Silva has also been an external examiner for the University of Cambridge Engineering Tripos.

=== Industry ===
Silva is the Founder and the Chief Scientific Office for Silveray. He is also leading a research project focused on the implementation of solar photovoltaic technology in both the UK and India.

Silva has served as the principal investigator for a pair of Innovate UK grants aimed at Innovation for Industry (I4I), specifically regarding X-ray detector technology. Additionally, he has contributed to a project funded by the National Institute for Health Research (NIHR) focusing on innovation, working alongside the National Physical Laboratory and Royal Surrey County Hospital to advance radiology measurement methods for medical use.

Silva served on the advisory boards of Imprimatur Ltd and the Sri Lankan National Nanotechnology Initiative (NNI). In 2008, he was appointed as an advisor to the Sri Lankan Minister of Science and Technology, contributing his expertise to the Sri Lanka Institute of Nanotechnology (SLINTec) as well as the Nano-Science Park and Centre, NANCO Pvt Ltd. Silva persuaded five private companies to consider investing in the Sri Lanka Institute of Nanotechnology.

# RECORD EXCERPTS

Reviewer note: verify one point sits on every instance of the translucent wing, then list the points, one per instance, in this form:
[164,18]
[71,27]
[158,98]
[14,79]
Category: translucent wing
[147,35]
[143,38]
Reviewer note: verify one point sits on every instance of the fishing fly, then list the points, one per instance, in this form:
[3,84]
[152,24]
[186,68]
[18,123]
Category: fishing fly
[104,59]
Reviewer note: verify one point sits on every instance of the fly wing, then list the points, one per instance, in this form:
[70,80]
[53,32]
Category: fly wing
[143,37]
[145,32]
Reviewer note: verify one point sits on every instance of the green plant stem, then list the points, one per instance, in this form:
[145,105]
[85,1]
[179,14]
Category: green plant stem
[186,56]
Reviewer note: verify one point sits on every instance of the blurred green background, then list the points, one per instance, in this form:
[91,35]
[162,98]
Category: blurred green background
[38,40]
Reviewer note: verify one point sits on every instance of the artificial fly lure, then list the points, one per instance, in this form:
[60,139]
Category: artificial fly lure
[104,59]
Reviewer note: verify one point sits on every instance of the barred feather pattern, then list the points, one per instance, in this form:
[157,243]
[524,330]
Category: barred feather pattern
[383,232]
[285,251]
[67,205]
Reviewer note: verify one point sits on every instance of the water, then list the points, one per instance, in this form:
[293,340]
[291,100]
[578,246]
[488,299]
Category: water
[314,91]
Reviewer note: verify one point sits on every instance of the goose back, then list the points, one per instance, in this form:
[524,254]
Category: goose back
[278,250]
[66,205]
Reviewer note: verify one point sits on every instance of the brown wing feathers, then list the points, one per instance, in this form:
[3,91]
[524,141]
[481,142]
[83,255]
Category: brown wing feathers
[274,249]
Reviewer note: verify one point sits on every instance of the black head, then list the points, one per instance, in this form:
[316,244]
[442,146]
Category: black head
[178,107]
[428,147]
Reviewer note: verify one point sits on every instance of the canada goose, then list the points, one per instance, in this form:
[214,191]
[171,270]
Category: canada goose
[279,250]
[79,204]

# WHAT YOU WILL DO
A) In the text about Silva, in what year was he appointed as an advisor to the Sri Lankan Minister of Science and Technology?
B) Proceed with the text about Silva, picking up right after its last sentence.

# PER-TASK OUTPUTS
A) 2008

B)
== Research ==
Silva's research on nanotechnology, large-area electronics, carbon nanotubes, perovskite solar cell, and organic solar cell has resulted in over 680 presentations at international conferences and over 650 journal papers. As of March 2023, he has over 29,000 citations with an H-index of 87. He has 25 patents, including key patents on low-temperature growth of carbon nanotubes, fabrication of high-performance large area X-ray detectors, and fabrication of large area nanotube-organic solar cells.

== Awards and honours ==
Silva has received numerous awards and honours for his contributions to science, education, and research. He was made a Commander of the Order of the British Empire (CBE) in the 2021 Queen's New Year Honours' list for "services to Science, to Education and to Research". In 2016, he received a Government of Sri Lanka Presidential Award in recognition of his many contributions in the field of nanotechnology. He has also received the James Joule Medal and Prize from the Institute of Physics (IOP) in 2018 for his contributions to Applied and Environment Sciences.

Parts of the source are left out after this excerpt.